Job: Set down exactly the lines from the one containing "the white corrugated" through the end of the records below, both included, and nothing else.

The records:
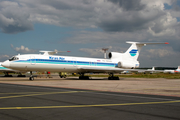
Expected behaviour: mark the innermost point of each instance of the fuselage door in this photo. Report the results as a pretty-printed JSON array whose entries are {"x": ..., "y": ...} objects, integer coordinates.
[{"x": 32, "y": 60}]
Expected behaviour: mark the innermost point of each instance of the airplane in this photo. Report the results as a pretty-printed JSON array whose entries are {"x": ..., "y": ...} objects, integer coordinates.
[
  {"x": 6, "y": 71},
  {"x": 173, "y": 71},
  {"x": 116, "y": 63}
]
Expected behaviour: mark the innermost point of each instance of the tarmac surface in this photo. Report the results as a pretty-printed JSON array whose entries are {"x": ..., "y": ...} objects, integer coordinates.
[
  {"x": 99, "y": 98},
  {"x": 159, "y": 86}
]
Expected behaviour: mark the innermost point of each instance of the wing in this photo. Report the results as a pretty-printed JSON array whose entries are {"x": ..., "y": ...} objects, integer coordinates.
[{"x": 112, "y": 70}]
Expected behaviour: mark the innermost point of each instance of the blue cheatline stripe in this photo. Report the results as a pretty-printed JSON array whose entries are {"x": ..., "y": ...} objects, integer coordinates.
[
  {"x": 3, "y": 67},
  {"x": 67, "y": 62}
]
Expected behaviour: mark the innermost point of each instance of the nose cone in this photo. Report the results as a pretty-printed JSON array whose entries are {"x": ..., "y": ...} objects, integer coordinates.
[{"x": 6, "y": 64}]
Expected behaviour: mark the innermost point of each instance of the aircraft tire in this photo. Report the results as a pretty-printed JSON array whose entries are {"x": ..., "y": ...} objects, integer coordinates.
[{"x": 31, "y": 78}]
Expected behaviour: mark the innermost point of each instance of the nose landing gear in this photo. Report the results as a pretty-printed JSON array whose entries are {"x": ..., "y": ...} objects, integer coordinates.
[
  {"x": 112, "y": 77},
  {"x": 31, "y": 76}
]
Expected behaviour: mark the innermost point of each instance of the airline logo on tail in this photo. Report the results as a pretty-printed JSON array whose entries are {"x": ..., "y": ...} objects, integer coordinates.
[{"x": 133, "y": 52}]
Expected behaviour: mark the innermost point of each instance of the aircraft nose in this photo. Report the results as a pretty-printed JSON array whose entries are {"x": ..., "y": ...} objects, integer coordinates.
[{"x": 6, "y": 63}]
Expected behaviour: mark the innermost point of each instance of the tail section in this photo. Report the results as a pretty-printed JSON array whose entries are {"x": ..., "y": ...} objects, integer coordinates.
[{"x": 132, "y": 53}]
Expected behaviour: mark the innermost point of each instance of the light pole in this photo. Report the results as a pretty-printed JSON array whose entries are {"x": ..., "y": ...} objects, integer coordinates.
[{"x": 105, "y": 49}]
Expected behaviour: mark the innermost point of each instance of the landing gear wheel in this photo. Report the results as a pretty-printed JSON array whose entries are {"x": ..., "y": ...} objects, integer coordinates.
[
  {"x": 112, "y": 77},
  {"x": 31, "y": 78}
]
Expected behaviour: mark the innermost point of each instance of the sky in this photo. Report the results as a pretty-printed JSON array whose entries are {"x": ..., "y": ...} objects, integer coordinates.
[{"x": 84, "y": 27}]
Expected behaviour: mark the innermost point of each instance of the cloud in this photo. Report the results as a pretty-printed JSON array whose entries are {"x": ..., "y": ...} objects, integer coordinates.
[
  {"x": 4, "y": 57},
  {"x": 13, "y": 19},
  {"x": 23, "y": 49},
  {"x": 108, "y": 15}
]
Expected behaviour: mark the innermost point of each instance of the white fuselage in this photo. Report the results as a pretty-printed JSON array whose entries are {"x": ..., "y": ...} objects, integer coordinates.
[{"x": 38, "y": 62}]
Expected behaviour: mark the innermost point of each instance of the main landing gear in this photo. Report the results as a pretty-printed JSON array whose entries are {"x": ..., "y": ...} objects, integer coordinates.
[
  {"x": 112, "y": 77},
  {"x": 83, "y": 77},
  {"x": 31, "y": 76}
]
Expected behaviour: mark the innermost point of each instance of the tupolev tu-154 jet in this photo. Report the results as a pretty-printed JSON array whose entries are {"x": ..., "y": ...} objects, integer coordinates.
[{"x": 116, "y": 63}]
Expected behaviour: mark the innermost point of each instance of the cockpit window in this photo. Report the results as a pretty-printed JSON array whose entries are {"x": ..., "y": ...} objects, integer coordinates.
[{"x": 13, "y": 58}]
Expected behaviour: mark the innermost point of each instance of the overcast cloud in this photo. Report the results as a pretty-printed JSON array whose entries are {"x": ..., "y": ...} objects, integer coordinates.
[{"x": 116, "y": 20}]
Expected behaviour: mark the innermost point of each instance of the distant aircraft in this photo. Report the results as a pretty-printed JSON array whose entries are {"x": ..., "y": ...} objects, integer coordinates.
[
  {"x": 116, "y": 63},
  {"x": 173, "y": 71}
]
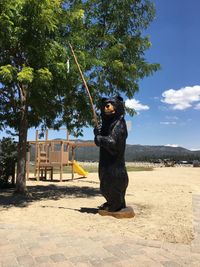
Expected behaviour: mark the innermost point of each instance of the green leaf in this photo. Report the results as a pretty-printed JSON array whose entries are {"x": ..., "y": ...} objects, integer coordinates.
[{"x": 26, "y": 75}]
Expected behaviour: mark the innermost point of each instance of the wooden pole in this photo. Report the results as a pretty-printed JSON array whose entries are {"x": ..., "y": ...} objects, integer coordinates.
[{"x": 85, "y": 84}]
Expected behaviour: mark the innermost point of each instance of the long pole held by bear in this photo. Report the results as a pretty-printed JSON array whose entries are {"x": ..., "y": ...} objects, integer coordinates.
[{"x": 85, "y": 84}]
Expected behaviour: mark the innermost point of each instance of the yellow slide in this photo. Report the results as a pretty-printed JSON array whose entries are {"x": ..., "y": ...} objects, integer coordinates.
[{"x": 78, "y": 169}]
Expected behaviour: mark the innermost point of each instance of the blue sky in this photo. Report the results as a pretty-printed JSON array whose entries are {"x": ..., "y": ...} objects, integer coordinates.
[
  {"x": 173, "y": 93},
  {"x": 168, "y": 103}
]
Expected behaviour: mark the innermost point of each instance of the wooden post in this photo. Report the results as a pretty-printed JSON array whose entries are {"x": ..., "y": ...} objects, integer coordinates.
[
  {"x": 73, "y": 156},
  {"x": 61, "y": 161},
  {"x": 28, "y": 165},
  {"x": 38, "y": 169},
  {"x": 36, "y": 153}
]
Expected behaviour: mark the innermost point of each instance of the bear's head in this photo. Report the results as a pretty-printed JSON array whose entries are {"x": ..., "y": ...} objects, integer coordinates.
[{"x": 112, "y": 107}]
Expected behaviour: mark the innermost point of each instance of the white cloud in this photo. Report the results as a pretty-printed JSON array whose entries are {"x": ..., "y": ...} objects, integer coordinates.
[
  {"x": 171, "y": 118},
  {"x": 129, "y": 125},
  {"x": 135, "y": 104},
  {"x": 168, "y": 122},
  {"x": 172, "y": 145},
  {"x": 183, "y": 98},
  {"x": 197, "y": 106}
]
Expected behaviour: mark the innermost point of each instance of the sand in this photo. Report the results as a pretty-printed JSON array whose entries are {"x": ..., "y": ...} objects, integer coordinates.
[{"x": 161, "y": 199}]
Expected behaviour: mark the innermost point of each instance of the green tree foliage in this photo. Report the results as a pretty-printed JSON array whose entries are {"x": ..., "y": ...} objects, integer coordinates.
[{"x": 36, "y": 86}]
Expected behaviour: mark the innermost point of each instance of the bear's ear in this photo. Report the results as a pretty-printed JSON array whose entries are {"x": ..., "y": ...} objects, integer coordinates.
[
  {"x": 118, "y": 97},
  {"x": 103, "y": 99}
]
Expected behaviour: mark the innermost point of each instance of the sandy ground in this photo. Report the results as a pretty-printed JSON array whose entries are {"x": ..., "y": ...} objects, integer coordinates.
[{"x": 162, "y": 201}]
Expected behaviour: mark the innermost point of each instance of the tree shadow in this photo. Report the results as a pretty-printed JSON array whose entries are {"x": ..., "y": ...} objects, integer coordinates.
[
  {"x": 9, "y": 199},
  {"x": 82, "y": 209}
]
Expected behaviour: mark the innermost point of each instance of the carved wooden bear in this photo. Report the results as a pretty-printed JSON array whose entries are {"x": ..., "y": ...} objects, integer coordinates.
[{"x": 111, "y": 138}]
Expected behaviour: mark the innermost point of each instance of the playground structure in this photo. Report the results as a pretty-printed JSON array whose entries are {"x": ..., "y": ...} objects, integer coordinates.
[{"x": 54, "y": 154}]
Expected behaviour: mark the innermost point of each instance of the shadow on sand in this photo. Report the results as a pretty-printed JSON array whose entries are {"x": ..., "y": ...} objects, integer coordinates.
[{"x": 45, "y": 192}]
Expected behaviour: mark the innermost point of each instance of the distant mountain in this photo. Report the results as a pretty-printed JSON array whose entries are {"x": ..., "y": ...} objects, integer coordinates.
[
  {"x": 137, "y": 153},
  {"x": 142, "y": 153}
]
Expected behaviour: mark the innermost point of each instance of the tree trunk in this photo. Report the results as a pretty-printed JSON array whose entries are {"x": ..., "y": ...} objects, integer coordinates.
[{"x": 22, "y": 148}]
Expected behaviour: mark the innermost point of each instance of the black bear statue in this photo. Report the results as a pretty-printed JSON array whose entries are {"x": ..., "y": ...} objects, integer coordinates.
[{"x": 111, "y": 138}]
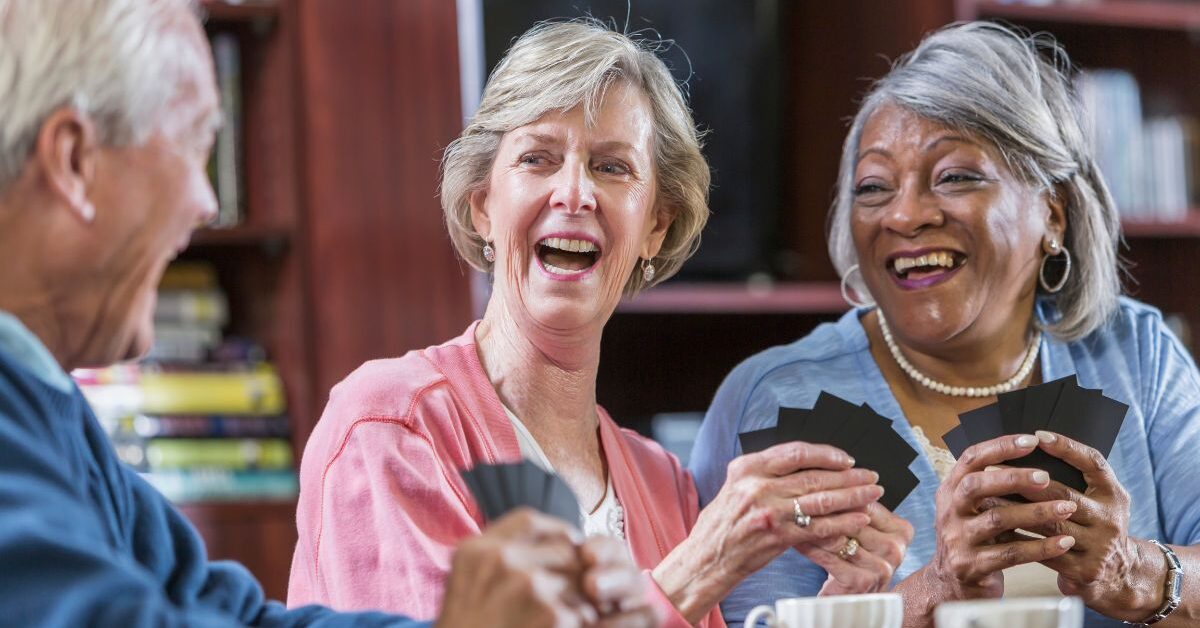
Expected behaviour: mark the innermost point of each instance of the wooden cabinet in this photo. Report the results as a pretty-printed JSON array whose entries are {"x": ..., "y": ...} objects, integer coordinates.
[{"x": 341, "y": 256}]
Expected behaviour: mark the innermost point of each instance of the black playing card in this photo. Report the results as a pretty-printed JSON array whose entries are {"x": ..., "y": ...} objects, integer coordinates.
[
  {"x": 957, "y": 440},
  {"x": 759, "y": 440},
  {"x": 502, "y": 488},
  {"x": 897, "y": 485},
  {"x": 982, "y": 424},
  {"x": 791, "y": 424},
  {"x": 828, "y": 416},
  {"x": 1012, "y": 410},
  {"x": 1039, "y": 402}
]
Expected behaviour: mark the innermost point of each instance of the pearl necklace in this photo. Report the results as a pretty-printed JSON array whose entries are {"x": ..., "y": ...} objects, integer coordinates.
[{"x": 961, "y": 390}]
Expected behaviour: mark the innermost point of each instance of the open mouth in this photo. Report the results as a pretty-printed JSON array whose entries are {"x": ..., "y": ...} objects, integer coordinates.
[
  {"x": 927, "y": 265},
  {"x": 567, "y": 256}
]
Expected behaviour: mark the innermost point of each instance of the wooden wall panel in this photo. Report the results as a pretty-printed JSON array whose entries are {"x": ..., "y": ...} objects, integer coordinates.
[
  {"x": 381, "y": 99},
  {"x": 837, "y": 48}
]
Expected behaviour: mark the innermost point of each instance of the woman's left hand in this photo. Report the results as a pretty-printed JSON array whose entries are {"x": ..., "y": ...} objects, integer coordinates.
[
  {"x": 881, "y": 546},
  {"x": 1115, "y": 574}
]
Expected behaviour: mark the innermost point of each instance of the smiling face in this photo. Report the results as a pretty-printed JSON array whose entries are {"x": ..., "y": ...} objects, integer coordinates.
[
  {"x": 148, "y": 199},
  {"x": 570, "y": 208},
  {"x": 948, "y": 238}
]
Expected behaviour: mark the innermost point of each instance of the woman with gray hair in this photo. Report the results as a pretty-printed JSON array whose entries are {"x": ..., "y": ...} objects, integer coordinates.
[
  {"x": 971, "y": 211},
  {"x": 579, "y": 179}
]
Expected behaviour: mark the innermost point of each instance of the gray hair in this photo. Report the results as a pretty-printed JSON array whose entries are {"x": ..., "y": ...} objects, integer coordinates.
[
  {"x": 113, "y": 60},
  {"x": 557, "y": 66},
  {"x": 1013, "y": 89}
]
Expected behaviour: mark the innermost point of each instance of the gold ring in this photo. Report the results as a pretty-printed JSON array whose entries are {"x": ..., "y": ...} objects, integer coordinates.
[{"x": 849, "y": 550}]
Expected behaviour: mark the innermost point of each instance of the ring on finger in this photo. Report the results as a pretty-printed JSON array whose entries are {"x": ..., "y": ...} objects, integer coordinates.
[
  {"x": 801, "y": 519},
  {"x": 849, "y": 550}
]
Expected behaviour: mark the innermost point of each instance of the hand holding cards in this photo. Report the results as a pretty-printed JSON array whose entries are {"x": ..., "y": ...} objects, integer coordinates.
[
  {"x": 857, "y": 430},
  {"x": 503, "y": 488},
  {"x": 1060, "y": 406}
]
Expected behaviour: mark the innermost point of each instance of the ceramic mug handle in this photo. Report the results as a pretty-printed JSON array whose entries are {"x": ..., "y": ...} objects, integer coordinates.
[{"x": 759, "y": 612}]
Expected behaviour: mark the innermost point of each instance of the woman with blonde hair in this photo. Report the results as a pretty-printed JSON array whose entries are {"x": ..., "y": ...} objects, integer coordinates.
[{"x": 579, "y": 179}]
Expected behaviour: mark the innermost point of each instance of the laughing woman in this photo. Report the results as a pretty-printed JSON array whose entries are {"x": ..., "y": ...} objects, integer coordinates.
[
  {"x": 580, "y": 179},
  {"x": 970, "y": 209}
]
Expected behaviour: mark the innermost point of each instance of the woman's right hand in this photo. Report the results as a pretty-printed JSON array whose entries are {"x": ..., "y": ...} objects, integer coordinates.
[
  {"x": 975, "y": 530},
  {"x": 753, "y": 520}
]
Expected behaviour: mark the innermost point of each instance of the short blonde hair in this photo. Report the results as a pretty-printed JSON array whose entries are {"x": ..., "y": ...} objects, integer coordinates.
[{"x": 557, "y": 66}]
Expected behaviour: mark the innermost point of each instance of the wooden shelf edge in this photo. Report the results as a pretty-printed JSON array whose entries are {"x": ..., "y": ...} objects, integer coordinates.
[
  {"x": 822, "y": 298},
  {"x": 234, "y": 12},
  {"x": 241, "y": 235},
  {"x": 1161, "y": 15},
  {"x": 1188, "y": 227}
]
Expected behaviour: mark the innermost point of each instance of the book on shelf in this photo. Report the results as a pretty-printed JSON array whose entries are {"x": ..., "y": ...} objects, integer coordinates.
[
  {"x": 226, "y": 165},
  {"x": 1149, "y": 163},
  {"x": 202, "y": 417},
  {"x": 223, "y": 485}
]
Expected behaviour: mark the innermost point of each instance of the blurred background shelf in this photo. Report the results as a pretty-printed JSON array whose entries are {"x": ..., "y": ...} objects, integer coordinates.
[
  {"x": 250, "y": 11},
  {"x": 1164, "y": 15},
  {"x": 1185, "y": 228},
  {"x": 817, "y": 297}
]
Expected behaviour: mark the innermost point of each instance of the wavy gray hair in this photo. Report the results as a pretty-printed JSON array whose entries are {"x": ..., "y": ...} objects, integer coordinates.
[
  {"x": 114, "y": 60},
  {"x": 557, "y": 66},
  {"x": 1014, "y": 90}
]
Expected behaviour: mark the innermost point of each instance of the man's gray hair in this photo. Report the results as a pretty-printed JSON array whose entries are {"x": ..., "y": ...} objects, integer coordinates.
[
  {"x": 557, "y": 66},
  {"x": 117, "y": 61},
  {"x": 1014, "y": 90}
]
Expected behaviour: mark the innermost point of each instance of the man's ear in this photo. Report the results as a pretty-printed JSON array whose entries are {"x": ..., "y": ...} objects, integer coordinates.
[
  {"x": 479, "y": 217},
  {"x": 663, "y": 219},
  {"x": 66, "y": 150}
]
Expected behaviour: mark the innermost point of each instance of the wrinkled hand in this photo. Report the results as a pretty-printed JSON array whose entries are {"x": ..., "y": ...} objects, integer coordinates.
[
  {"x": 525, "y": 569},
  {"x": 882, "y": 545},
  {"x": 751, "y": 520},
  {"x": 615, "y": 585},
  {"x": 975, "y": 544},
  {"x": 1114, "y": 574}
]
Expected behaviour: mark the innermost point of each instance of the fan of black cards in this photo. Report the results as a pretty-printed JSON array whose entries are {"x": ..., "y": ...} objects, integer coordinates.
[
  {"x": 858, "y": 430},
  {"x": 1060, "y": 406},
  {"x": 502, "y": 488}
]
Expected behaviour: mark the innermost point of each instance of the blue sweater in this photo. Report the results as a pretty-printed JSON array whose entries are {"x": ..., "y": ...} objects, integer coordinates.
[
  {"x": 87, "y": 542},
  {"x": 1133, "y": 358}
]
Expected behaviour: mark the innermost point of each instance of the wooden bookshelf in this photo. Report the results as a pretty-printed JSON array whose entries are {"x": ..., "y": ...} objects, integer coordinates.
[
  {"x": 246, "y": 11},
  {"x": 1188, "y": 227},
  {"x": 1164, "y": 15},
  {"x": 341, "y": 256},
  {"x": 817, "y": 297}
]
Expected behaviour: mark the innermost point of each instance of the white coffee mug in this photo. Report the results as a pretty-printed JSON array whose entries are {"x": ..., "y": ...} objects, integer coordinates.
[
  {"x": 870, "y": 610},
  {"x": 1011, "y": 612}
]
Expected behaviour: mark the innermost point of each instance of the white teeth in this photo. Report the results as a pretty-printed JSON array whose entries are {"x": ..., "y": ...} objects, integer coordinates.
[
  {"x": 570, "y": 245},
  {"x": 941, "y": 258}
]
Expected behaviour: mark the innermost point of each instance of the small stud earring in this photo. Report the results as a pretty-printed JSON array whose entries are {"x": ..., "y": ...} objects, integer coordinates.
[{"x": 647, "y": 270}]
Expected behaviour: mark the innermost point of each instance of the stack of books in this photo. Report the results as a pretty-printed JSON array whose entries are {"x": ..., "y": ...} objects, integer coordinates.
[
  {"x": 198, "y": 428},
  {"x": 1151, "y": 163}
]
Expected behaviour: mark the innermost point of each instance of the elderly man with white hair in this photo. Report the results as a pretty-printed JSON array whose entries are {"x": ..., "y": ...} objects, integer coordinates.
[{"x": 109, "y": 112}]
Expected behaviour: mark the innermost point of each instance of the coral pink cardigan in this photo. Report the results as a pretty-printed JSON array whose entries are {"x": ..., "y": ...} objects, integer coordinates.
[{"x": 382, "y": 503}]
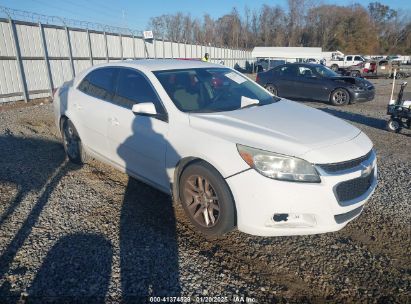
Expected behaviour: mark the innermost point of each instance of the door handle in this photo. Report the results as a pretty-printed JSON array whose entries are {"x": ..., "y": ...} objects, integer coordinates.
[
  {"x": 114, "y": 121},
  {"x": 77, "y": 106}
]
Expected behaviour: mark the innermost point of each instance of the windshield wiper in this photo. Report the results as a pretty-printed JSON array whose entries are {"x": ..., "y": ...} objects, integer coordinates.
[
  {"x": 248, "y": 102},
  {"x": 257, "y": 104}
]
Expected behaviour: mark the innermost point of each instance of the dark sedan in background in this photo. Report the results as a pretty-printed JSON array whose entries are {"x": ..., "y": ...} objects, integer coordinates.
[{"x": 316, "y": 82}]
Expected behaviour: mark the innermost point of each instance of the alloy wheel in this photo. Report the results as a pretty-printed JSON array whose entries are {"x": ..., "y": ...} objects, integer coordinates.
[{"x": 202, "y": 201}]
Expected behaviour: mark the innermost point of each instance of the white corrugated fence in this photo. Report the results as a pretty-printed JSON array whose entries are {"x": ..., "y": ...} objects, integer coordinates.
[{"x": 36, "y": 57}]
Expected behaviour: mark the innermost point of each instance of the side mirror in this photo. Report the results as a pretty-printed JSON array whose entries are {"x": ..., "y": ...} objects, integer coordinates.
[{"x": 144, "y": 108}]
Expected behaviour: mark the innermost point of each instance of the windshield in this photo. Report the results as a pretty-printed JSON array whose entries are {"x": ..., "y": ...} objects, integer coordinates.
[
  {"x": 212, "y": 90},
  {"x": 324, "y": 71}
]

Written solution:
Expected behaviour: mark the innermost point of each instance of the white corrugated fence in this photo. Report the results as a pretty-printed JSON array whose entries are {"x": ..., "y": ...} objects, integer coordinates.
[{"x": 36, "y": 57}]
Expected behaviour: mark the innermost point of each instance of the side mirror in this photo. Report the results as a pretty-printed JSON array whose entries are {"x": ..., "y": ...} objects, integer coordinates.
[{"x": 144, "y": 108}]
Expected behaviour: mark the innermost point of each instance of the windshield in this photo. Report the results as a pretty-printed JSON array whose entries are {"x": ..., "y": ...} objects, integer coordinates.
[
  {"x": 212, "y": 90},
  {"x": 324, "y": 71}
]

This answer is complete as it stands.